■ INSTRUCTIONS TO FOLLOW ■
Filter the material below so that only lines containing "brown" remain.

[THE DATA Boundary: Start]

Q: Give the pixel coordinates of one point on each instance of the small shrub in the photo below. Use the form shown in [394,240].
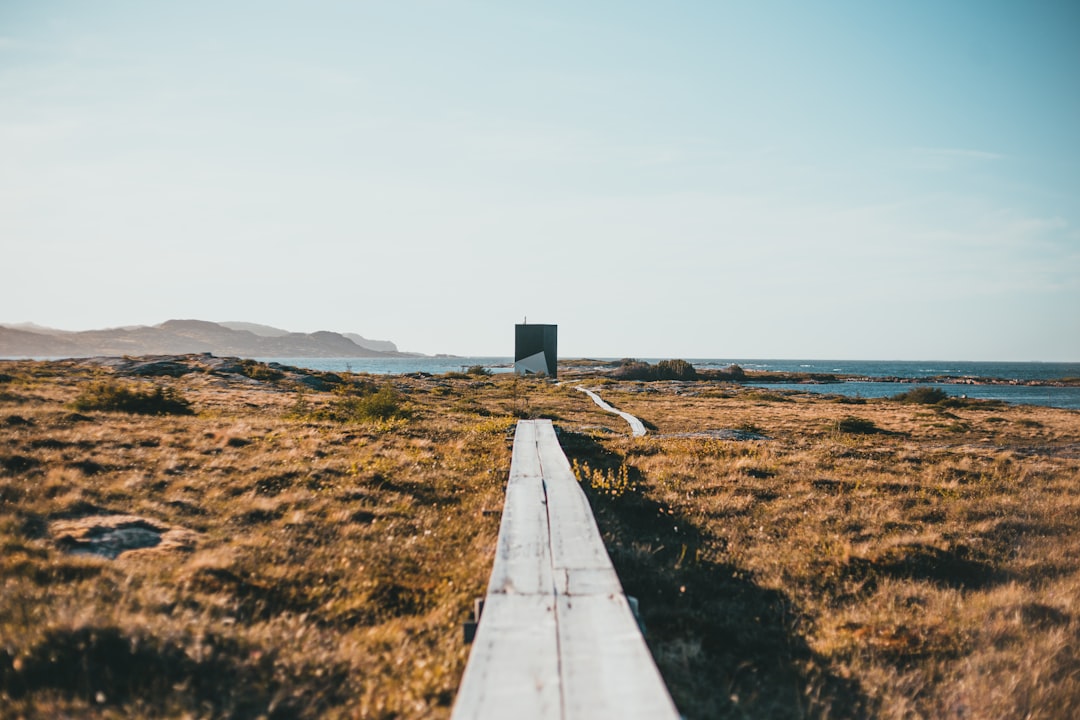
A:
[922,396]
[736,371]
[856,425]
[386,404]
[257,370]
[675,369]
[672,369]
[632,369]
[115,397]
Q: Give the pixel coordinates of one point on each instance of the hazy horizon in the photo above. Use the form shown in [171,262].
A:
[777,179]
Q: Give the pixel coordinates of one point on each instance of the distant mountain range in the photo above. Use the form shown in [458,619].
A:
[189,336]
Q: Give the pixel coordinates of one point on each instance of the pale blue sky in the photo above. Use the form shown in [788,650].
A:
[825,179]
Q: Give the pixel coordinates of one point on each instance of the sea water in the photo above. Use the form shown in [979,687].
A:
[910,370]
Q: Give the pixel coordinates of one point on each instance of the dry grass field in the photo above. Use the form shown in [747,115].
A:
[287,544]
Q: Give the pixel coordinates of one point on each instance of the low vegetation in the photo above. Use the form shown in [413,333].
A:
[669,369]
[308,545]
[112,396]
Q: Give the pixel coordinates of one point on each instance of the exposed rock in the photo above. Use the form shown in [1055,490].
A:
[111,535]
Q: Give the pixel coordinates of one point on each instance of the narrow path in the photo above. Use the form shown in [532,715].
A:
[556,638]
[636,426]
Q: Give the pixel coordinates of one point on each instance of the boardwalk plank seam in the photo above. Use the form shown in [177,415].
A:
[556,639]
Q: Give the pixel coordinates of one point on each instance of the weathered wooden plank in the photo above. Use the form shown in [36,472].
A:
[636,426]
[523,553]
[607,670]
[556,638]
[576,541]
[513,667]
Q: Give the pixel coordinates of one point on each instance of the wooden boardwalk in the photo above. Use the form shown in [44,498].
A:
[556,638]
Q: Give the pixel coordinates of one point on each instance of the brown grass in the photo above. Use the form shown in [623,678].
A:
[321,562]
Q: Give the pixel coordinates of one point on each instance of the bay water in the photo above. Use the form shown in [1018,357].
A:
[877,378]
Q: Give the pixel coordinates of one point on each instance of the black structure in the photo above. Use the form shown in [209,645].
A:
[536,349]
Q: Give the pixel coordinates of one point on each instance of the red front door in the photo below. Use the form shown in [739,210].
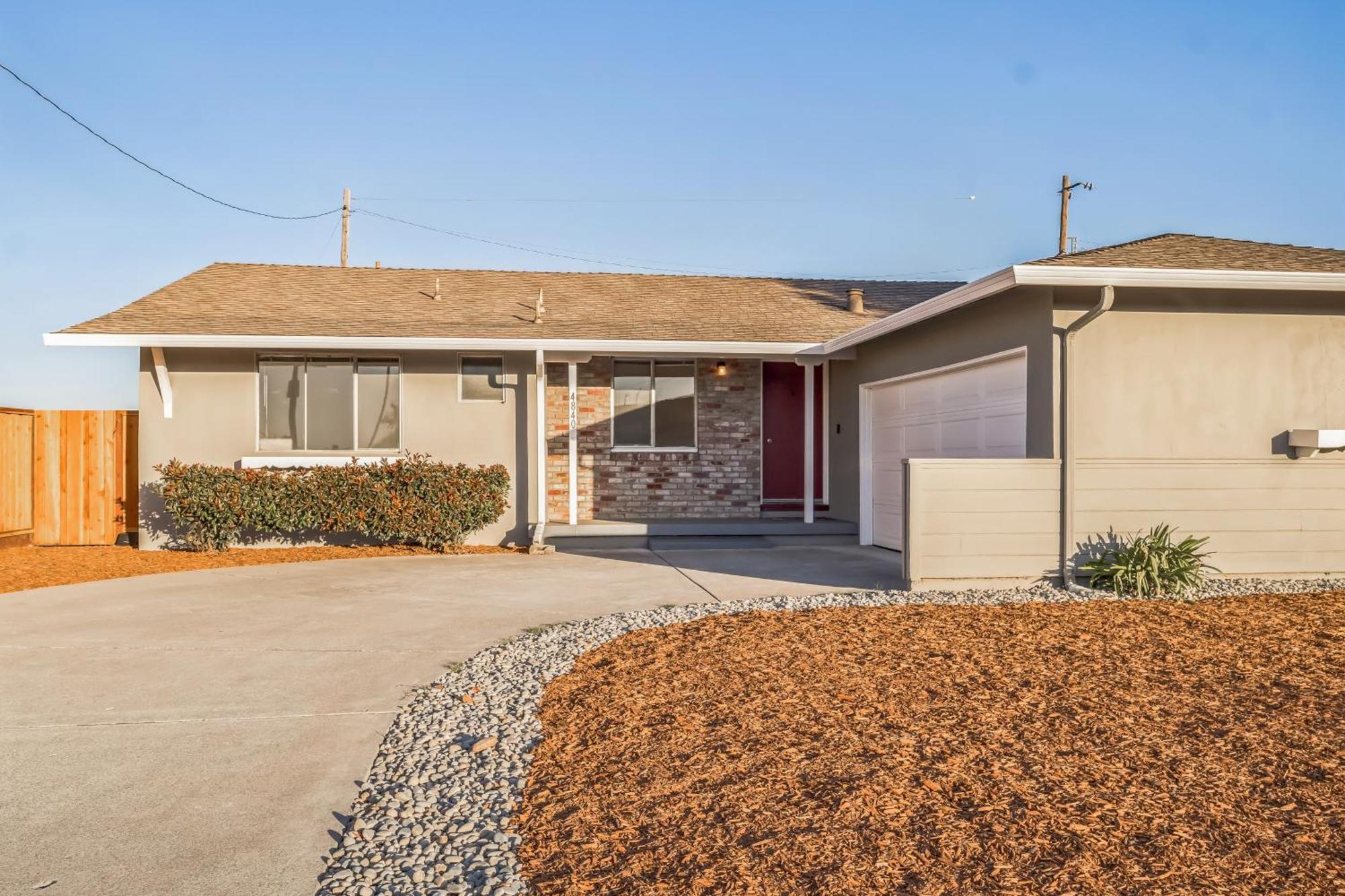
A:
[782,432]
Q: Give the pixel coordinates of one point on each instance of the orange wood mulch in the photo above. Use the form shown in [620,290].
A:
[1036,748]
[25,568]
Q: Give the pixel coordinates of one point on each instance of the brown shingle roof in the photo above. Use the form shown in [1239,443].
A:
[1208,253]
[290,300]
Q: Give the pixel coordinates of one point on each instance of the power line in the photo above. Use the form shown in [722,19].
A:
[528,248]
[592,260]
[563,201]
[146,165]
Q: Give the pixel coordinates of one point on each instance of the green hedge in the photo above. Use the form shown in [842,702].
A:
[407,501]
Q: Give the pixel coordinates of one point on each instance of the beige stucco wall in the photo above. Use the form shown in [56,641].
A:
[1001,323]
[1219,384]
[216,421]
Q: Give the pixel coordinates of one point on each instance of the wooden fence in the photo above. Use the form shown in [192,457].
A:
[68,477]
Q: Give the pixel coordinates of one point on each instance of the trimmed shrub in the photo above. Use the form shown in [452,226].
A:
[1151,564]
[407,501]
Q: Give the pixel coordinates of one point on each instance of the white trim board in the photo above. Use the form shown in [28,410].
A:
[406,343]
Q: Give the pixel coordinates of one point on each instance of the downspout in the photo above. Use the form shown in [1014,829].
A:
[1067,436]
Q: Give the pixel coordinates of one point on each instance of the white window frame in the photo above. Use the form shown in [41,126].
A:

[THE DATA Boundary: End]

■ EXERCISE RESULT ■
Q: Give the pixel coordinates of one point on each instance of the brown grass in the photo above. Use the form shown in [623,678].
Q: Give the pixel coordinates of one point on each instance of the brown shingle roof in the photo above. Use the form shown in [1239,443].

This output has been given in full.